* ЗАДАНИЕ И УСЛОВИЯ *
Ответьте на вопросы по ветке форума о школьном комплекте ПО:
1. Сколько дисков занимает Microsoft VisualStudio 2005?
2. Какая проблема, по словам ISO, возникла после того, как комплект дошел до школ?
3. Какие две бесплатные программы для программирования упоминает Kuzz?

* ФРАГМЕНТ ТЕКСТА *

+-------+

# Форум на русском языке  > Новости  > Другие новости  >  Как Вам такой наборчик ПО для школы?

## ISO

Школы сейчас переходят на лицензионное ПО, всем централизованно поставляется комплект "Первая ПОмощь", а вот что входит в состав этого комплекта:

*Системы:*
- Windows 2000 Professional;
- Windows XP Professional Service Pack 2;
- Windows Vista Business Edition

*Офис:*
- Microsoft Office 2003, SP 2;
- Microsoft Office 2007 Enterprise.

*Программирование:*
- Microsoft VisualStudio 2005 (11 дисков);
- Borland Developer Studio + Pascal (6 дисков);
- 1С Предприятие: Версия для обучения программированию.

*1С Управление школой:*
- ХроноГраф (составление расписаний);
- Школьное питание;
- Школьная библиотека;
- Тарификация для бухгалтера;
- Зарплата и кадры;
- 1С Бухгалтерия для бюджетных предприятий.

*Графика и дизайн:*
- Adobe Creative Suite 2.3 (6 дисков);
- Adobe Creative Suite 3 (7 дисков);
- Corel (CorelDraw Graphics Suite X3 (3 диска), Corel PaintShop Pro, Corel Painter);
- КОМПАС 3D LT V9.

FineReader 8.0;
Lingvo 12.
Kaspersky Work Space;
WinRAR 3.71.

----------

Надоело быть жертвой? Стань профи по информационной безопасности, получай самую свежую информацию об угрозах и средствах защиты от ведущего российского аналитического центра Anti-Malware.ru:

----------


## sergey888

Не дешевое ПО, где это они столько денег возьмут, что бы каждой школе по такому комплекту.

----------


## Гриша

Это национальный проект,деньги на это выделяются,только бы это до школ дошло :Wink:

----------


## ISO

> Это национальный проект,деньги на это выделяются,только бы это до школ дошло


Деньги не малые выделены это точно. До школ уже дошло, даже в сельские школы уже пришло, проблемка теперь с железом, не все компьютеры могут потянуть данное ПО.

----------


## Shu_b

> проблемка теперь с железом, не все компьютеры могут потянуть данное ПО.


а это будет следующим национальным проектом...  но к тому времени когда выделят на новые и их привезут, устареет софт... и так по кругу.  :Smiley:

----------


## Pili

Весь набор ПО можно посмотреть здесь
имхо Яндекс.Бар и Персональный поиск Яндекса среди этого софта смотрится странно.

----------


## Kuzz

> *Программирование:*
> - Microsoft VisualStudio 2005 (11 дисков);
> - Borland Developer Studio + Pascal (6 дисков);


Интересно получается. Хотя есть VisualStudio ExpressEdition (вроде бесплатная) и TurboDelphi Explorer (тоже бесплатен)

----------


## PavelA

До моей бывшей школы дошел этот пакет. Сын будет помогать там все это добро устанавливать.

----------


## pig

> есть VisualStudio ExpressEdition (вроде бесплатная) и TurboDelphi Explorer (тоже бесплатен)


Так с халявы какие откаты могут быть?

----------


## [500mhz]

зачем в школе Визуал Студио?

----------


## Kuzz

> зачем в школе Визуал Студио?


Си учить, наверное.



> Так с халявы какие откаты могут быть?


Вот и я об этом-же.

+-------+

* ЗАПИСИ НАБОРА ДАННЫХ *
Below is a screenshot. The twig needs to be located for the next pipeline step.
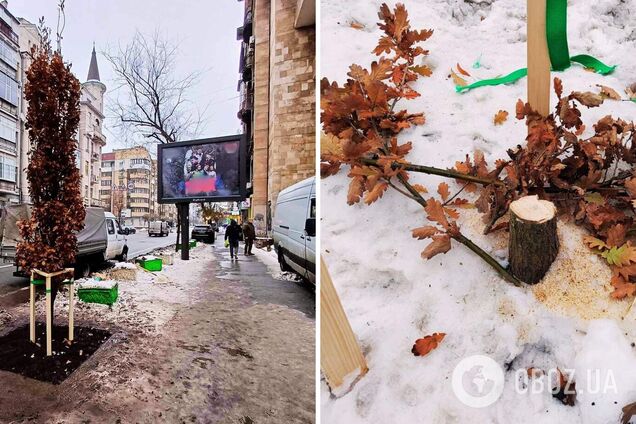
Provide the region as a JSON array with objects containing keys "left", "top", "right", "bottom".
[
  {"left": 398, "top": 174, "right": 426, "bottom": 207},
  {"left": 387, "top": 180, "right": 426, "bottom": 206},
  {"left": 442, "top": 183, "right": 469, "bottom": 206},
  {"left": 388, "top": 166, "right": 524, "bottom": 287},
  {"left": 360, "top": 158, "right": 504, "bottom": 186}
]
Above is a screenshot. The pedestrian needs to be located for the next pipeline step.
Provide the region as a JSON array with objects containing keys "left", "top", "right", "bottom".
[
  {"left": 243, "top": 221, "right": 256, "bottom": 256},
  {"left": 225, "top": 220, "right": 241, "bottom": 259}
]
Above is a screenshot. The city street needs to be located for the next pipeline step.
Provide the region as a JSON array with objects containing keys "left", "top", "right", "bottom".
[
  {"left": 0, "top": 231, "right": 176, "bottom": 305},
  {"left": 0, "top": 240, "right": 315, "bottom": 424}
]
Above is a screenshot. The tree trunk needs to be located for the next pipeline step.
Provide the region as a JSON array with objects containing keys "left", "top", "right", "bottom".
[
  {"left": 508, "top": 196, "right": 559, "bottom": 284},
  {"left": 174, "top": 208, "right": 181, "bottom": 252}
]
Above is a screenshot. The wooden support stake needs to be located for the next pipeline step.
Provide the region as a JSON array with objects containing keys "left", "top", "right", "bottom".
[
  {"left": 29, "top": 268, "right": 74, "bottom": 356},
  {"left": 320, "top": 256, "right": 368, "bottom": 394},
  {"left": 68, "top": 283, "right": 75, "bottom": 342},
  {"left": 508, "top": 196, "right": 559, "bottom": 284},
  {"left": 29, "top": 271, "right": 35, "bottom": 343},
  {"left": 46, "top": 275, "right": 53, "bottom": 356},
  {"left": 527, "top": 0, "right": 551, "bottom": 116}
]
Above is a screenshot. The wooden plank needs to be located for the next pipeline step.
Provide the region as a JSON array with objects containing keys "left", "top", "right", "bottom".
[
  {"left": 320, "top": 256, "right": 368, "bottom": 392},
  {"left": 527, "top": 0, "right": 550, "bottom": 116},
  {"left": 29, "top": 271, "right": 35, "bottom": 343},
  {"left": 68, "top": 283, "right": 75, "bottom": 342},
  {"left": 46, "top": 276, "right": 53, "bottom": 356}
]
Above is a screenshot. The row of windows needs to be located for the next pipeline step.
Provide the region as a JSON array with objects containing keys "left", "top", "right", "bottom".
[
  {"left": 0, "top": 155, "right": 17, "bottom": 182},
  {"left": 0, "top": 72, "right": 18, "bottom": 106},
  {"left": 130, "top": 197, "right": 150, "bottom": 203},
  {"left": 130, "top": 158, "right": 150, "bottom": 165}
]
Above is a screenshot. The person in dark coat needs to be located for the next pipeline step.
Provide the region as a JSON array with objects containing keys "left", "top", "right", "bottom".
[
  {"left": 243, "top": 221, "right": 256, "bottom": 256},
  {"left": 225, "top": 220, "right": 241, "bottom": 259}
]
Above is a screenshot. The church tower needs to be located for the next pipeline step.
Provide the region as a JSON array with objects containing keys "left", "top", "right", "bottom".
[{"left": 77, "top": 43, "right": 111, "bottom": 206}]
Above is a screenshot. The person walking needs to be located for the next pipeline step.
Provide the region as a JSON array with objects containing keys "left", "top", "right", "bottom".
[
  {"left": 225, "top": 220, "right": 241, "bottom": 259},
  {"left": 243, "top": 221, "right": 256, "bottom": 256}
]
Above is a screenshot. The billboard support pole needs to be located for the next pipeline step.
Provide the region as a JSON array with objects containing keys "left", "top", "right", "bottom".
[{"left": 177, "top": 203, "right": 190, "bottom": 261}]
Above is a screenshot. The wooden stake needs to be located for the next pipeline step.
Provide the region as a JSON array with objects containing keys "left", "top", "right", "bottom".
[
  {"left": 68, "top": 283, "right": 75, "bottom": 342},
  {"left": 527, "top": 0, "right": 551, "bottom": 116},
  {"left": 508, "top": 196, "right": 559, "bottom": 284},
  {"left": 46, "top": 275, "right": 53, "bottom": 356},
  {"left": 29, "top": 271, "right": 35, "bottom": 343},
  {"left": 320, "top": 256, "right": 368, "bottom": 393}
]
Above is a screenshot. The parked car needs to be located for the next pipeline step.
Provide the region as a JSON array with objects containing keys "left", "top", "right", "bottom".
[
  {"left": 190, "top": 224, "right": 216, "bottom": 243},
  {"left": 121, "top": 224, "right": 137, "bottom": 235},
  {"left": 0, "top": 205, "right": 128, "bottom": 277},
  {"left": 272, "top": 177, "right": 316, "bottom": 284},
  {"left": 148, "top": 221, "right": 170, "bottom": 237}
]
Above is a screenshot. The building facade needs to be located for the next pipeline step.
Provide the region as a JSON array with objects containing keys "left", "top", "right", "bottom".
[
  {"left": 17, "top": 18, "right": 42, "bottom": 203},
  {"left": 237, "top": 0, "right": 316, "bottom": 235},
  {"left": 0, "top": 2, "right": 21, "bottom": 205},
  {"left": 77, "top": 46, "right": 106, "bottom": 207},
  {"left": 99, "top": 147, "right": 176, "bottom": 227}
]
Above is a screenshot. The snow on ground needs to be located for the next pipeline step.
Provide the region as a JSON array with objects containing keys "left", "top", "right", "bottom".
[
  {"left": 321, "top": 0, "right": 636, "bottom": 424},
  {"left": 252, "top": 248, "right": 300, "bottom": 281}
]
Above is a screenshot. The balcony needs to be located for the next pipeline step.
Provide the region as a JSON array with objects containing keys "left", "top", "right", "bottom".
[
  {"left": 237, "top": 83, "right": 253, "bottom": 123},
  {"left": 130, "top": 163, "right": 150, "bottom": 171}
]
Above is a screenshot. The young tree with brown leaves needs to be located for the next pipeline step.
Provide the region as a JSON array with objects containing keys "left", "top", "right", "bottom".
[
  {"left": 16, "top": 29, "right": 86, "bottom": 320},
  {"left": 321, "top": 4, "right": 636, "bottom": 298}
]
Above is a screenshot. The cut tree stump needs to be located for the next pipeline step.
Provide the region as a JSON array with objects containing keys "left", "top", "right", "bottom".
[{"left": 508, "top": 196, "right": 559, "bottom": 284}]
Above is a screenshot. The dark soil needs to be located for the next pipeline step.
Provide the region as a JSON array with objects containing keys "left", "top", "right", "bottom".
[{"left": 0, "top": 323, "right": 111, "bottom": 384}]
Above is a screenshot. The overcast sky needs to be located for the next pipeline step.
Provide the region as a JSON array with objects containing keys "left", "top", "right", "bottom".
[{"left": 9, "top": 0, "right": 244, "bottom": 151}]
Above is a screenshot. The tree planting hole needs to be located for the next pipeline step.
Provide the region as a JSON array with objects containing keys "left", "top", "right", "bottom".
[{"left": 0, "top": 323, "right": 111, "bottom": 384}]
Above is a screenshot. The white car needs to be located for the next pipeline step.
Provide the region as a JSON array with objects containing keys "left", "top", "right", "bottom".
[{"left": 272, "top": 177, "right": 316, "bottom": 284}]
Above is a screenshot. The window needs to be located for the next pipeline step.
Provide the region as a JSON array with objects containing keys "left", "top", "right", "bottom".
[
  {"left": 0, "top": 114, "right": 18, "bottom": 143},
  {"left": 106, "top": 219, "right": 115, "bottom": 234},
  {"left": 0, "top": 40, "right": 20, "bottom": 69},
  {"left": 0, "top": 155, "right": 16, "bottom": 182},
  {"left": 0, "top": 72, "right": 18, "bottom": 106}
]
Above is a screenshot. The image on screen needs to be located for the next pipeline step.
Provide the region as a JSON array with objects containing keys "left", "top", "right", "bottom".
[{"left": 162, "top": 140, "right": 240, "bottom": 199}]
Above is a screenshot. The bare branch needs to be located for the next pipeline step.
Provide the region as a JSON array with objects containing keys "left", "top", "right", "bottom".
[{"left": 103, "top": 31, "right": 203, "bottom": 143}]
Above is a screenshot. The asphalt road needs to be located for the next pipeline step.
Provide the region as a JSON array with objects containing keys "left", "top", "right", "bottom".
[{"left": 0, "top": 231, "right": 176, "bottom": 298}]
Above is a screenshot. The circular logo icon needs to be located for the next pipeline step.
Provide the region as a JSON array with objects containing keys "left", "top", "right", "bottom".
[{"left": 452, "top": 355, "right": 504, "bottom": 408}]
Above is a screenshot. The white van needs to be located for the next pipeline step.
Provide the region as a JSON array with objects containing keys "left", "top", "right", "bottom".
[
  {"left": 148, "top": 221, "right": 170, "bottom": 237},
  {"left": 272, "top": 177, "right": 316, "bottom": 284}
]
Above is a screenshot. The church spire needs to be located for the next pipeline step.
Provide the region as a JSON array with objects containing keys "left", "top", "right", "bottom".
[{"left": 86, "top": 42, "right": 99, "bottom": 81}]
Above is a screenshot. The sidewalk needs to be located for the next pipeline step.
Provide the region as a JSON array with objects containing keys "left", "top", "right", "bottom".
[{"left": 0, "top": 240, "right": 315, "bottom": 424}]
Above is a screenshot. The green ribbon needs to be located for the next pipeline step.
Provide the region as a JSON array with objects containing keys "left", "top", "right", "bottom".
[{"left": 455, "top": 0, "right": 616, "bottom": 93}]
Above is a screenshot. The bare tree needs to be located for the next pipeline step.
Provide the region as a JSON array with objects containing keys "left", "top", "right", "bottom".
[
  {"left": 104, "top": 31, "right": 202, "bottom": 143},
  {"left": 104, "top": 31, "right": 203, "bottom": 245}
]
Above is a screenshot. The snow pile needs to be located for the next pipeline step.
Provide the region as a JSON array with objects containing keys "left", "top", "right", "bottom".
[
  {"left": 113, "top": 262, "right": 137, "bottom": 269},
  {"left": 75, "top": 278, "right": 117, "bottom": 290},
  {"left": 321, "top": 0, "right": 636, "bottom": 424}
]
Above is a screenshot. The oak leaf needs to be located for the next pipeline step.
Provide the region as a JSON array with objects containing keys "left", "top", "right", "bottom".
[
  {"left": 422, "top": 234, "right": 451, "bottom": 259},
  {"left": 437, "top": 183, "right": 450, "bottom": 201},
  {"left": 493, "top": 110, "right": 508, "bottom": 125},
  {"left": 412, "top": 225, "right": 439, "bottom": 240},
  {"left": 411, "top": 333, "right": 446, "bottom": 356}
]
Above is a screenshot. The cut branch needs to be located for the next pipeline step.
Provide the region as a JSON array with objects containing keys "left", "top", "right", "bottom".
[{"left": 360, "top": 158, "right": 504, "bottom": 187}]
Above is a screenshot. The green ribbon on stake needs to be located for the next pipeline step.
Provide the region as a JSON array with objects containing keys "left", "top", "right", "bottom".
[{"left": 455, "top": 0, "right": 616, "bottom": 93}]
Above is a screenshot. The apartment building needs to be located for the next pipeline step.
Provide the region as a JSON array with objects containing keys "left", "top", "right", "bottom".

+-------+

* ПИСЬМЕННЫЙ ОТВЕТ *
1. 11 дисков.
2. Проблема с железом: не все компьютеры могут потянуть это ПО.
3. VisualStudio ExpressEdition и TurboDelphi Explorer.